*AIM OF THE TASK*.
If a record holds a picture, omit that picture and copy everything else exactly.

** DATA IN THIS EXERCISE follows **

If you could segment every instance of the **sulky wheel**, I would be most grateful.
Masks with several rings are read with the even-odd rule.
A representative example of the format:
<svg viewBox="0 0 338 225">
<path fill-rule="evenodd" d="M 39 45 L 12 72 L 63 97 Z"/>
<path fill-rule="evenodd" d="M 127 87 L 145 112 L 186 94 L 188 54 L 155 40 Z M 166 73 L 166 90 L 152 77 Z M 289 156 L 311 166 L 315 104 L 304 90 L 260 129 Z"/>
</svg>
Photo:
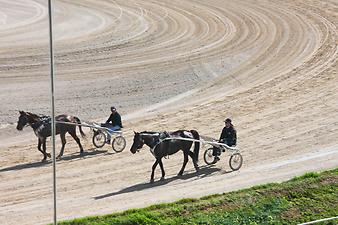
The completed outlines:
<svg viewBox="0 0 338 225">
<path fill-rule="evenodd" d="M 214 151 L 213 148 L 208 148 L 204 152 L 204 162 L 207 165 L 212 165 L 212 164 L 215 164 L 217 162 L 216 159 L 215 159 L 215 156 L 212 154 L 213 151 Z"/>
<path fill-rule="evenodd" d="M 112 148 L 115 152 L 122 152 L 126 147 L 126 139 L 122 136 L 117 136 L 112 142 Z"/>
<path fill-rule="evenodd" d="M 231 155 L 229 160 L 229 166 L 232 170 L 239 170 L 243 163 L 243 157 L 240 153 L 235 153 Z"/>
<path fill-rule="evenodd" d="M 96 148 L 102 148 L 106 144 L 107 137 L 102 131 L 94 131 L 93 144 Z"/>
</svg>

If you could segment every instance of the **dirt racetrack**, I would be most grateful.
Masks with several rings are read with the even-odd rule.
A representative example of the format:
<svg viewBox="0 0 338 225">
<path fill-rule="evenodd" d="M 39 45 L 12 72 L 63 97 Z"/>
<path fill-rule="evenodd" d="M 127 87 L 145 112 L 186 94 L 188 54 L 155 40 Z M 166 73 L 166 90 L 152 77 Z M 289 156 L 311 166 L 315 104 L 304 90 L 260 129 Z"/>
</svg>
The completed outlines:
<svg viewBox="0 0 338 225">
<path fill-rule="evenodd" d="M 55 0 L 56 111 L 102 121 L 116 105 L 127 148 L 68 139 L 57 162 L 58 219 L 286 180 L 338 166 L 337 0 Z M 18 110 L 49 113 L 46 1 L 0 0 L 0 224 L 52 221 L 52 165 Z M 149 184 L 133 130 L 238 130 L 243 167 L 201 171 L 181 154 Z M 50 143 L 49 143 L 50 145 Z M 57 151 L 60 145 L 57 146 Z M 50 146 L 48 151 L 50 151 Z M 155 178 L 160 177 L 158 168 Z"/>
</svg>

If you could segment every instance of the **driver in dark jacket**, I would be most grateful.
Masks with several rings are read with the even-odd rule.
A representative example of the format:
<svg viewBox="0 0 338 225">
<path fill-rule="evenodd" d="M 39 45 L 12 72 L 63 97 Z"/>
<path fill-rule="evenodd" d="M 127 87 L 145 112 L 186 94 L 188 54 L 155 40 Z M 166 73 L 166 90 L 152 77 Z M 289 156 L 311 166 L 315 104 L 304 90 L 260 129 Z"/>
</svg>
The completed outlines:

** End of DATA IN THIS EXERCISE **

*EXERCISE RESPONSE*.
If you could segment every instance of the **sulky wheel**, I would be most grateful.
Masks with several rings are read with the even-odd rule.
A representative example of the format:
<svg viewBox="0 0 338 225">
<path fill-rule="evenodd" d="M 39 45 L 12 72 L 63 97 Z"/>
<path fill-rule="evenodd" d="M 127 87 L 145 112 L 186 94 L 188 54 L 155 40 Z M 166 73 L 166 90 L 152 77 Z M 289 156 L 311 166 L 315 104 L 304 90 L 260 129 Z"/>
</svg>
Photo:
The completed outlines:
<svg viewBox="0 0 338 225">
<path fill-rule="evenodd" d="M 214 151 L 213 148 L 208 148 L 204 152 L 204 162 L 207 165 L 212 165 L 212 164 L 215 164 L 217 162 L 216 159 L 215 159 L 215 156 L 212 154 L 213 151 Z"/>
<path fill-rule="evenodd" d="M 112 148 L 115 152 L 122 152 L 126 147 L 126 139 L 122 136 L 117 136 L 112 142 Z"/>
<path fill-rule="evenodd" d="M 231 155 L 229 160 L 229 166 L 232 170 L 239 170 L 243 163 L 243 157 L 240 153 L 235 153 Z"/>
<path fill-rule="evenodd" d="M 96 148 L 102 148 L 106 144 L 107 137 L 102 131 L 94 131 L 93 144 Z"/>
</svg>

If you could segment every instance of the **dirt racetrack**, I would be most grateful.
Masks with several rings are read with the even-odd rule.
A representative example of the format:
<svg viewBox="0 0 338 225">
<path fill-rule="evenodd" d="M 39 45 L 12 72 L 63 97 Z"/>
<path fill-rule="evenodd" d="M 127 87 L 145 112 L 186 94 L 188 54 L 155 40 Z M 166 73 L 166 90 L 152 77 Z M 289 156 L 311 166 L 315 104 L 304 90 L 260 129 Z"/>
</svg>
The completed outlines:
<svg viewBox="0 0 338 225">
<path fill-rule="evenodd" d="M 55 0 L 56 111 L 102 121 L 116 105 L 127 148 L 68 139 L 57 162 L 58 219 L 286 180 L 338 166 L 337 0 Z M 18 110 L 49 113 L 46 1 L 0 0 L 0 224 L 52 221 L 52 165 Z M 149 184 L 133 130 L 238 130 L 243 167 L 201 171 L 181 154 Z M 50 143 L 49 143 L 50 145 Z M 57 151 L 60 145 L 57 146 Z M 50 146 L 48 151 L 50 151 Z M 155 178 L 160 177 L 158 168 Z"/>
</svg>

If you could segment every instance of the **driver in dark jacket**, I would be most grateful.
Masks with several rings are read with the even-odd rule.
A representative example of the format:
<svg viewBox="0 0 338 225">
<path fill-rule="evenodd" d="M 39 45 L 12 72 L 63 97 Z"/>
<path fill-rule="evenodd" d="M 127 87 L 145 112 L 186 94 L 188 54 L 155 40 Z M 166 73 L 166 90 L 152 77 Z M 289 156 L 311 166 L 315 104 L 304 90 L 260 129 Z"/>
</svg>
The completed outlines:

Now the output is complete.